» Objective
Your task is to print every entry below exactly as given.

» Exercise materials
-- BEGIN --

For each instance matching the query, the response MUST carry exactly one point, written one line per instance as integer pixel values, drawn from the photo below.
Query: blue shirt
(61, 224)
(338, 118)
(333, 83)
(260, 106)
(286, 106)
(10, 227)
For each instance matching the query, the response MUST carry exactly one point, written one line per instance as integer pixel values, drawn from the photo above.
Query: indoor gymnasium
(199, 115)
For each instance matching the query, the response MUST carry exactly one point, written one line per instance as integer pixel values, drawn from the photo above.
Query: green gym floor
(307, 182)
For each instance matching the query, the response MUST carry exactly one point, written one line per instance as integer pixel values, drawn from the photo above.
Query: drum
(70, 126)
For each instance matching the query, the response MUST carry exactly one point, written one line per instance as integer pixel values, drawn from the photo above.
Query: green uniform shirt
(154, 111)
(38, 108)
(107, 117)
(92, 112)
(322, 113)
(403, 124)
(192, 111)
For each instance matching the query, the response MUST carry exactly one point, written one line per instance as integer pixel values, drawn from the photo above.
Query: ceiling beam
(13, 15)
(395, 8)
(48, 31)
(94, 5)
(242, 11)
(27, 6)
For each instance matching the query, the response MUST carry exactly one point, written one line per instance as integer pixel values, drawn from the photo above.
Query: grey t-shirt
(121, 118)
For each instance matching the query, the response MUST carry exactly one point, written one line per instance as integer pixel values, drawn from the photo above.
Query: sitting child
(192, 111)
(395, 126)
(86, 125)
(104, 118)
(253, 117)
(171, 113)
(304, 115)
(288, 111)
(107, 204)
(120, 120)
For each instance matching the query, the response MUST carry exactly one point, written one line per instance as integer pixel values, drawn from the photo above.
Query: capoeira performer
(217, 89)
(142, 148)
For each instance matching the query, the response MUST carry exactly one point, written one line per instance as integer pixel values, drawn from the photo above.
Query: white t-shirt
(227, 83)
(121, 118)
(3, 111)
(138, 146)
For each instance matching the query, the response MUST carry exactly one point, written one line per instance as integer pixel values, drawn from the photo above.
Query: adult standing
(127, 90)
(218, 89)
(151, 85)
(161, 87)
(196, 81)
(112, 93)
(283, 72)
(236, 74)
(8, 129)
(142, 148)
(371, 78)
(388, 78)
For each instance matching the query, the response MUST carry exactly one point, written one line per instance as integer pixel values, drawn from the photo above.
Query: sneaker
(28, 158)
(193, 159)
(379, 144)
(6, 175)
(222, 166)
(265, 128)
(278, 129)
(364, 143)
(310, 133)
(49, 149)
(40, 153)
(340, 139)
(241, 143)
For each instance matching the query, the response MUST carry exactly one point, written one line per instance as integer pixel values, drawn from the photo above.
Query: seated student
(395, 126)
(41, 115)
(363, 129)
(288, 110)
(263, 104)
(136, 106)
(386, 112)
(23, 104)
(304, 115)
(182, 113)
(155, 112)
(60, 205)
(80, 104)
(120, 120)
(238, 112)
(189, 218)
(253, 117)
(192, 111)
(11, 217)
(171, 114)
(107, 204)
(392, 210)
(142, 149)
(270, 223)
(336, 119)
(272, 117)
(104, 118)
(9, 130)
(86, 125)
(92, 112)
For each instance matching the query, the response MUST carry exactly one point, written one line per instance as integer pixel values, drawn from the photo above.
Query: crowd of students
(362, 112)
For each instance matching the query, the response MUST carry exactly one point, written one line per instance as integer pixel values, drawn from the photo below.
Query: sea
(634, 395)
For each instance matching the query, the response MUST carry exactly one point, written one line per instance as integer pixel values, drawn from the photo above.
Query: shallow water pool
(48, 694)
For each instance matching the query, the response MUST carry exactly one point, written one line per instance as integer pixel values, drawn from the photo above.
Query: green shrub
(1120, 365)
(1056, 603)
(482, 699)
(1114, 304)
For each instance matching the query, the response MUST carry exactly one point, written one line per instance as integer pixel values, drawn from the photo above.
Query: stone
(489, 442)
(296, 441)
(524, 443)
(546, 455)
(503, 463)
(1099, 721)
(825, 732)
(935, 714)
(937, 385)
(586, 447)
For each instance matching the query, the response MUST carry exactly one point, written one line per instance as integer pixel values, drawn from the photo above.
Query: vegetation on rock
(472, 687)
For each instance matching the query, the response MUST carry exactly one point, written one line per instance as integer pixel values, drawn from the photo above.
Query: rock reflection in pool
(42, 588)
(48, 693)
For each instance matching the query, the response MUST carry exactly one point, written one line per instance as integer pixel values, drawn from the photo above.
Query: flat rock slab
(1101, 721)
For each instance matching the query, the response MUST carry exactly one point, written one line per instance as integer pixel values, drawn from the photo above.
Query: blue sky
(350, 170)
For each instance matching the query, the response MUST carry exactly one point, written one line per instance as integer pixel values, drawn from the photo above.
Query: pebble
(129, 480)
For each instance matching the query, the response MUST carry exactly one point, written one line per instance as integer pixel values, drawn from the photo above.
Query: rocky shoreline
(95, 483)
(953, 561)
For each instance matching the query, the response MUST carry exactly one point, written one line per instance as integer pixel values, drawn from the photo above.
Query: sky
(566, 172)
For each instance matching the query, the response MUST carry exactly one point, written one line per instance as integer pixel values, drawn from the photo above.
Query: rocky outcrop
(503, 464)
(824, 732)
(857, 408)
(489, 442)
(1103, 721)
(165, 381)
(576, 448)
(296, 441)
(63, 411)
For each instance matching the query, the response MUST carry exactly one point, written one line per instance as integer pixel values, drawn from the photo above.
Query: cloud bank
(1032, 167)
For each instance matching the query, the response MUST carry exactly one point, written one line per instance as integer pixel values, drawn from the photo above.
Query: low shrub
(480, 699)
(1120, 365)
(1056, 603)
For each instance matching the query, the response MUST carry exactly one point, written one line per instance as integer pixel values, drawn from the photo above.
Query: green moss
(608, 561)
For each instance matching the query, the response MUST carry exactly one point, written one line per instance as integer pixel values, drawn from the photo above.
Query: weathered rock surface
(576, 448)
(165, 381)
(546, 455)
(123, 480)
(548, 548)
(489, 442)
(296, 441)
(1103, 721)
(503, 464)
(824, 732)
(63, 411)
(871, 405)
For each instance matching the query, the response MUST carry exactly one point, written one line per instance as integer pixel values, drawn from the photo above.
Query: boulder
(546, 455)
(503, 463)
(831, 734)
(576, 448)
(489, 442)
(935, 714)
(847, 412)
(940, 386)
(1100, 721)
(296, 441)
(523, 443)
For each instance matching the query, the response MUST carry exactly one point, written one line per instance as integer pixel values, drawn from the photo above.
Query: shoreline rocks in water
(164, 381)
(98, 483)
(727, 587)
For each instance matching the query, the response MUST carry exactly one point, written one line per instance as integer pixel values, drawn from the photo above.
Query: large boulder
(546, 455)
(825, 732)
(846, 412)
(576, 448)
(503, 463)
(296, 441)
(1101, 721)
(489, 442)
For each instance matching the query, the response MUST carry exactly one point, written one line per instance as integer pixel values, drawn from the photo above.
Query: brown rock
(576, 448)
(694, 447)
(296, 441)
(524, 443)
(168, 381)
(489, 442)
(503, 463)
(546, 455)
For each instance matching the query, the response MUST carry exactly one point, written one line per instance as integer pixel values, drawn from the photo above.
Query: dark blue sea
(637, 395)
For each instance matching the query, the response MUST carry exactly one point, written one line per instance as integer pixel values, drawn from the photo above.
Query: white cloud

-- END --

» Written reply
For each instance matching the query, the response MUST carry exactly one point, written one line per instance as integer pixel values, drawn from the photo below.
Query: blue shirt
(61, 224)
(338, 118)
(333, 83)
(260, 106)
(286, 106)
(10, 227)
For each instance matching the query, the response MUST carry exactly one point, written one line per instance as integer pixel values, drawn from the photo above.
Query: indoor gymnasium
(199, 115)
For each instance matching the query, the response MUST carry exactly one point, written one line per instance as integer pixel values, drawn from the photo above.
Query: green gym floor
(307, 182)
For each instance matching the query, the response MUST carry exactly one point, written one line per instance as integer pixel values, drawn from the photo above.
Query: drum
(70, 126)
For each instance matching the query, the response MUST carry exactly one point, written one line per instance as integer pixel values, drawn from the photo above.
Query: green uniform shirt
(154, 111)
(38, 108)
(107, 117)
(92, 112)
(322, 113)
(403, 124)
(192, 111)
For each instance matching the query, the response MUST carry exactly one point, written one line per instance as integer pixel values, drawn from the photo above.
Query: ceiling beam
(13, 15)
(395, 8)
(48, 31)
(94, 5)
(242, 11)
(27, 6)
For each instance matching the query, the response MUST carry exactly one point, written one line per instance as integer pixel values, drawn from the photo above.
Query: grey t-shirt
(121, 118)
For each instance matching the query, the response MUST carry exactly one point, written one line per instance as integer pixel values, drawn from the photo above.
Query: sitting child
(192, 111)
(395, 126)
(86, 125)
(104, 118)
(253, 117)
(171, 113)
(304, 115)
(288, 111)
(107, 204)
(120, 120)
For each instance matching the query, the response MUST carry exactly one point, written one line per instance as integer pixel values, drawn from the photo above.
Query: capoeira performer
(217, 89)
(142, 148)
For each instance matching the query, the response MUST carry exactly one point, written one line per instance as integer pixel values, drawn from the photo above.
Query: white t-shirt
(227, 83)
(121, 118)
(3, 111)
(138, 146)
For each instance matching the query, the response MUST carry exactly one point, written one line per instance as integer pixel values, drawn from the photo above.
Query: adult standing
(127, 90)
(218, 89)
(151, 85)
(161, 87)
(196, 81)
(112, 93)
(283, 72)
(236, 74)
(8, 129)
(142, 148)
(371, 78)
(388, 78)
For each instance matching the query, the response MUST carry exactly one point, written one line per instance as integer pixel values, drawn from the photo above.
Query: sneaker
(28, 158)
(193, 159)
(379, 144)
(6, 175)
(222, 166)
(265, 128)
(278, 129)
(364, 143)
(310, 133)
(49, 149)
(40, 153)
(340, 139)
(241, 143)
For each instance matching the query, the response MUST carry exactly one point, written one line per instance as integer pixel values, drawn from the photo above.
Query: seated student
(395, 126)
(41, 115)
(363, 129)
(288, 110)
(263, 104)
(136, 106)
(386, 112)
(23, 104)
(304, 115)
(182, 113)
(155, 112)
(60, 205)
(80, 104)
(120, 120)
(238, 112)
(189, 218)
(253, 117)
(192, 111)
(11, 217)
(171, 114)
(107, 204)
(392, 210)
(142, 149)
(270, 223)
(336, 119)
(272, 117)
(104, 118)
(9, 130)
(86, 125)
(92, 112)
For each instance matching the query, the response MUST carry exactly one point, written one line per instance as integer pixel values, drawn from the photo above.
Query: crowd of students
(362, 112)
For each instance matching the query, the response MUST carry exactly one point, written one line per instance as integer pixel values, drawn from the photo below.
Query: sea
(634, 395)
For each instance matching the query, the response MUST carry exactly one point, written one line per instance as integer pixel values, drawn from the photo above.
Query: shallow water pool
(48, 694)
For each instance matching the query, the response MUST carry exactly one point, written one line per instance as integer pixel values, drawn from the photo above.
Query: green shrub
(1120, 365)
(1056, 603)
(482, 699)
(1114, 304)
For each instance matching the query, the response MUST carry exactly one point, written one line per instance as integer pixel values, drawn from the photo above.
Query: stone
(489, 442)
(296, 441)
(524, 443)
(546, 455)
(503, 463)
(1099, 721)
(825, 732)
(935, 714)
(937, 385)
(586, 447)
For each instance matching the query, the response MUST carry exactly one point, written one line per instance as integer pixel values, drawn from the photo above.
Query: vegetation on rock
(472, 687)
For each instance matching the query, the response MUST carry exactly one point, written one line per instance as integer pixel values, drawn from the photo above.
Query: rock reflection in pool
(42, 588)
(48, 693)
For each instance matching the query, the response MUST carry exactly one point, written one line per instance as integer pixel values, drawn from the photo above.
Query: flat rock slab
(1101, 721)
For each instance matching the query, the response MUST carry exactly one point, written one line per instance as integer pixel values, drawn from the photo above.
Query: blue sky
(350, 170)
For each instance matching the query, the response MUST carry exactly one point, written one line per instance as integer pixel values, drawn from the photo above.
Query: pebble
(129, 480)
For each instance matching the query, the response MUST carry exactly one point, written one line per instance as integer pixel values, drawn from the photo above.
Query: rocky shoreline
(95, 483)
(953, 561)
For each instance matching the query, the response MUST carry exactly one point, written one line per instance as integer pixel values, drawn from the photo above.
Query: sky
(566, 172)
For each instance matching the query, the response MUST carry exactly one point, written one line per instance as integer pixel values, drawn from the photo above.
Query: rocky outcrop
(503, 464)
(824, 732)
(857, 408)
(489, 442)
(1103, 721)
(165, 381)
(576, 448)
(296, 441)
(63, 411)
For each instance matching the query, the response MUST carry exactly one point, written one line per instance as integer pixel values, drawn from the photo above.
Query: cloud bank
(1032, 167)
For each instance matching the query, the response MUST carry exactly one point, written one line per instance as integer pixel values, drawn from the photo above.
Query: low shrub
(480, 699)
(1120, 365)
(1056, 603)
For each instance matching the query, the response MUST carry exactly one point, written one line per instance as integer pixel values, drawn from the photo above.
Query: green moss
(608, 561)
For each instance matching the query, the response MUST carry exactly one point, written one line per instance as integer pixel values, drawn from the photo above.
Query: weathered rock surface
(576, 448)
(165, 381)
(546, 455)
(123, 480)
(548, 548)
(489, 442)
(296, 441)
(1103, 721)
(503, 464)
(824, 732)
(63, 411)
(871, 405)
For each instance matching the query, the response MUST carry exactly one point, written one line per instance as integer pixel values, drawn from the photo above.
Query: boulder
(546, 455)
(503, 463)
(831, 734)
(576, 448)
(489, 442)
(935, 714)
(847, 412)
(940, 386)
(1100, 721)
(296, 441)
(523, 443)
For each instance matching the query, the response MUST carry exactly one point, written one line per instance as integer pixel values, drawn from the photo above.
Query: shoreline rocks in water
(164, 381)
(98, 483)
(727, 587)
For each instance matching the query, the response MUST carry exactly one point, written one line per instance as integer pixel values, drawn from the photo above.
Query: large boulder
(546, 455)
(825, 732)
(846, 412)
(576, 448)
(503, 463)
(296, 441)
(1101, 721)
(489, 442)
For each instance matching the query, the response MUST carry exactly one point, written one line per instance as integer pixel values, drawn from the photo above.
Query: brown rock
(576, 448)
(694, 447)
(296, 441)
(524, 443)
(168, 381)
(489, 442)
(503, 463)
(546, 455)
For each instance matching the query, the response MUST carry exactly one point, written one line per instance as integer pixel values, drawn from the photo above.
Query: dark blue sea
(637, 395)
For each instance matching the query, the response MUST carry exactly one point, written one line per instance as integer pixel values, drawn from the photo above.
Query: white cloud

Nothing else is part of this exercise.